#### TASK ITEM:
Each line from the one containing "Expected: a point placed on each instance of the pedestrian" to the end of the records below should be restated word for word; please leave out all other lines.

#### Point-per-instance localization data:
☆ ☆ ☆

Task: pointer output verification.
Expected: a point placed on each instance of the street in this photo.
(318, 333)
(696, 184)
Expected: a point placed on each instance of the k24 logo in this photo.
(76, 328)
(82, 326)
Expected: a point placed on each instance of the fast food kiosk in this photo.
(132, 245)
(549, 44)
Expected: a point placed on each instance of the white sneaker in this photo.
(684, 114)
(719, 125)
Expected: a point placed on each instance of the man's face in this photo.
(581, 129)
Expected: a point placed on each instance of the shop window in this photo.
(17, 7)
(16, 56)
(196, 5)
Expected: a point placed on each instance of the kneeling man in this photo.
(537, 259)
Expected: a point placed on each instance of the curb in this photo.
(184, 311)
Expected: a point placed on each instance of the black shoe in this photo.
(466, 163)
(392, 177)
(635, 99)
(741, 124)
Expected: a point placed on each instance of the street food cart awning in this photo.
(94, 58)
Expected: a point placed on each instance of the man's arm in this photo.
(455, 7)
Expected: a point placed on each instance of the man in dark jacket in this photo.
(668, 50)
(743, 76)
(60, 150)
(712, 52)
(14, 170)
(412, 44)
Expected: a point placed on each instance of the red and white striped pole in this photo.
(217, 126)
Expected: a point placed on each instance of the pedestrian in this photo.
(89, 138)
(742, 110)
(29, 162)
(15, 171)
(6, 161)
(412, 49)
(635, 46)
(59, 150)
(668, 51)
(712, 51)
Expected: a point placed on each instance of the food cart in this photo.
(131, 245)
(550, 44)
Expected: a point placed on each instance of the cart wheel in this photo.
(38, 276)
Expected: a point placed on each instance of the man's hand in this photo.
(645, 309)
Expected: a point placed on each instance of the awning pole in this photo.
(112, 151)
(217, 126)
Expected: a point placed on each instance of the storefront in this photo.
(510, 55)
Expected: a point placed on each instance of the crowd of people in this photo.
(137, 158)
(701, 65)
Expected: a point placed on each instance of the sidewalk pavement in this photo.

☆ ☆ ☆

#### ANSWER TO THE PROBLEM:
Expected: a point placed on each instance of the pedestrian in this photo.
(89, 138)
(742, 110)
(29, 162)
(15, 171)
(6, 161)
(412, 49)
(635, 46)
(59, 150)
(668, 51)
(712, 51)
Expected: a point placed on each instance of the food cart in this photo.
(131, 245)
(550, 44)
Expected: a point placed on each instance of the cart wheel in this photo.
(38, 276)
Expected: a point placed on each instance of the man's hand in this photo.
(645, 309)
Expected: a point placed on each instance of the awning pole in this photo.
(112, 151)
(217, 126)
Expected: a point placed on each instance of the storefront in this photo.
(510, 55)
Expected: a point placed on each instance of the crowd of people in this photo.
(137, 158)
(701, 65)
Expected: a point placed on each instance of the sidewalk pavement in this photo.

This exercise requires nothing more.